[What you should do] Only the text belongs in the copy: repeat each record exactly, without pictures.

[Records for this task]

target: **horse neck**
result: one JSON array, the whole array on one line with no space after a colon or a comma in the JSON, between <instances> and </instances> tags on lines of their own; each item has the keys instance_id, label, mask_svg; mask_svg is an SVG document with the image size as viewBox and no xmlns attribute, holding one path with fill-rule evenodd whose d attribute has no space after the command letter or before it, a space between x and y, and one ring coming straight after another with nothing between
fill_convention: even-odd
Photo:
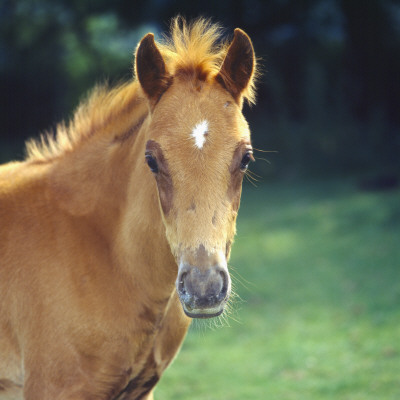
<instances>
[{"instance_id":1,"label":"horse neck","mask_svg":"<svg viewBox=\"0 0 400 400\"><path fill-rule=\"evenodd\" d=\"M150 118L147 113L140 117L136 134L114 143L100 157L105 165L100 168L101 191L91 219L109 236L115 262L125 276L151 282L146 295L154 299L170 295L177 266L165 236L157 186L144 158Z\"/></svg>"},{"instance_id":2,"label":"horse neck","mask_svg":"<svg viewBox=\"0 0 400 400\"><path fill-rule=\"evenodd\" d=\"M177 267L144 162L150 117L147 106L134 111L126 123L116 114L117 130L111 124L55 162L50 187L60 208L82 217L108 243L124 276L151 280L155 290L170 292Z\"/></svg>"}]
</instances>

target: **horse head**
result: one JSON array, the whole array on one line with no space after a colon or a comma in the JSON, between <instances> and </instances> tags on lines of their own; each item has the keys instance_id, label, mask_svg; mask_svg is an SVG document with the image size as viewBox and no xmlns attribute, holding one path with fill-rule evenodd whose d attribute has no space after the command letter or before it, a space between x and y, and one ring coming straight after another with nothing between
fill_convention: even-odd
<instances>
[{"instance_id":1,"label":"horse head","mask_svg":"<svg viewBox=\"0 0 400 400\"><path fill-rule=\"evenodd\" d=\"M191 53L186 63L184 57L173 63L176 52L156 44L152 34L136 53L136 75L151 115L145 160L178 265L177 293L185 313L198 318L221 314L228 301L227 262L243 176L253 159L242 115L254 83L253 46L236 29L230 45L220 48L219 62L210 61L207 40L185 49ZM183 37L183 47L184 42Z\"/></svg>"}]
</instances>

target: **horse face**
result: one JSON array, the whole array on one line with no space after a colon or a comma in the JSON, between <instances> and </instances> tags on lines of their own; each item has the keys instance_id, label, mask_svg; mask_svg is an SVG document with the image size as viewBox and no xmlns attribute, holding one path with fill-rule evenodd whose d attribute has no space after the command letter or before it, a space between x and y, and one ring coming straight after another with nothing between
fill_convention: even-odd
<instances>
[{"instance_id":1,"label":"horse face","mask_svg":"<svg viewBox=\"0 0 400 400\"><path fill-rule=\"evenodd\" d=\"M241 36L240 40L246 42L246 38ZM213 79L188 74L170 79L151 39L146 44L151 47L146 51L155 53L147 54L153 58L148 78L151 85L140 72L140 55L146 53L142 45L137 55L138 78L152 110L145 157L157 184L166 236L178 264L176 289L183 309L190 317L213 317L223 312L231 290L227 261L242 179L252 159L250 133L241 113L240 93L244 89L232 89L233 81L227 75L243 80L240 74L249 60L245 66L232 60L237 53L242 57L234 40ZM231 64L240 71L231 71ZM248 71L247 84L252 72ZM165 85L164 91L156 87L154 76L160 86Z\"/></svg>"},{"instance_id":2,"label":"horse face","mask_svg":"<svg viewBox=\"0 0 400 400\"><path fill-rule=\"evenodd\" d=\"M184 310L218 315L230 293L227 260L252 158L247 124L219 87L198 91L176 82L155 108L149 133L146 160L179 265Z\"/></svg>"}]
</instances>

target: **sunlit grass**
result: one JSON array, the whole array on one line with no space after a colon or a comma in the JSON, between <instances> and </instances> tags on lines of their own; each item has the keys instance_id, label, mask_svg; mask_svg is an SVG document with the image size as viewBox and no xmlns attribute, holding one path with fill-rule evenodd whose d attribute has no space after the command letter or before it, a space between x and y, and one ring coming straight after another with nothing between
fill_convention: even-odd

[Answer to this problem]
target: **horse neck**
result: one JSON array, the whole array on one line with no space after a colon or a comma in the JSON, between <instances> and </instances> tags on lines of their own; each item has the keys instance_id, label, mask_svg; mask_svg is an SVG document with the image size as viewBox and no xmlns attribute, holding one path with fill-rule evenodd whose d attribute has no space after the command letter or before it, a space between x and y, and one ring coming straight after another with nothing between
fill_convention: even-odd
Photo:
<instances>
[{"instance_id":1,"label":"horse neck","mask_svg":"<svg viewBox=\"0 0 400 400\"><path fill-rule=\"evenodd\" d=\"M150 118L147 113L140 117L136 134L114 143L100 157L105 165L100 168L101 191L91 219L109 236L115 262L125 276L151 282L146 295L154 299L170 295L177 266L165 236L157 186L144 158Z\"/></svg>"},{"instance_id":2,"label":"horse neck","mask_svg":"<svg viewBox=\"0 0 400 400\"><path fill-rule=\"evenodd\" d=\"M177 267L144 162L150 117L147 106L134 111L126 123L116 114L117 130L111 124L55 162L50 187L60 208L82 217L108 243L124 276L151 280L155 290L170 292Z\"/></svg>"}]
</instances>

target: **horse head**
result: one JSON array, the whole array on one line with no space after a colon or a comma in the JSON, between <instances> and </instances> tags on lines of their own; each item has the keys instance_id, label, mask_svg; mask_svg is an SVG document with the image size as viewBox and no xmlns attribute, holding one path with fill-rule evenodd whose d attribute has no space after the command letter or before it, a space between x and y, and one ring coming straight after another with nothing between
fill_convention: even-odd
<instances>
[{"instance_id":1,"label":"horse head","mask_svg":"<svg viewBox=\"0 0 400 400\"><path fill-rule=\"evenodd\" d=\"M191 53L186 63L184 57L173 63L176 52L156 44L152 34L136 53L136 75L151 115L145 160L178 265L177 293L185 313L198 318L221 314L228 301L227 262L243 176L253 159L242 115L254 83L253 46L236 29L230 45L220 48L219 62L210 61L207 40L185 49ZM183 37L183 47L184 42Z\"/></svg>"}]
</instances>

target: **horse face**
result: one JSON array, the whole array on one line with no space after a colon or a comma in the JSON, between <instances> and </instances> tags on lines of their own; each item has the keys instance_id, label, mask_svg; mask_svg is an SVG document with the image size as viewBox and no xmlns attribute, holding one path with fill-rule evenodd whose d attribute has no space after the command letter or before it, a space between x and y, and one ring coming straight after another with nothing between
fill_convention: even-odd
<instances>
[{"instance_id":1,"label":"horse face","mask_svg":"<svg viewBox=\"0 0 400 400\"><path fill-rule=\"evenodd\" d=\"M241 36L240 40L246 42L246 38ZM213 79L188 74L170 79L151 39L146 44L151 47L146 51L155 53L147 54L153 58L148 78L151 85L140 72L140 55L146 53L142 45L137 55L138 78L152 110L145 157L157 184L166 236L178 264L176 289L183 309L190 317L213 317L223 312L231 290L227 261L242 179L252 159L250 133L241 113L240 93L244 89L232 89L233 81L227 75L243 80L240 74L249 60L245 66L232 60L237 53L242 57L234 40ZM231 64L240 71L231 71ZM248 71L247 84L252 72ZM165 85L164 91L156 87L154 76L160 86Z\"/></svg>"},{"instance_id":2,"label":"horse face","mask_svg":"<svg viewBox=\"0 0 400 400\"><path fill-rule=\"evenodd\" d=\"M184 310L218 315L230 293L227 260L252 158L247 124L219 87L198 91L176 82L155 108L149 133L146 160L179 265Z\"/></svg>"}]
</instances>

target: **sunlit grass**
result: one JSON array, the whole array on one line with no space after a colon or a comma in the JSON, between <instances> and </instances> tags on lines of their own; each item has the keys instance_id, label, mask_svg; mask_svg is an SVG document with the image size as viewBox and no xmlns attribute, holding one path with fill-rule evenodd whose d attribute has no space after the command letter or before it, a space between x and y, and one ring coming straight after another with nothing between
fill_convention: even-odd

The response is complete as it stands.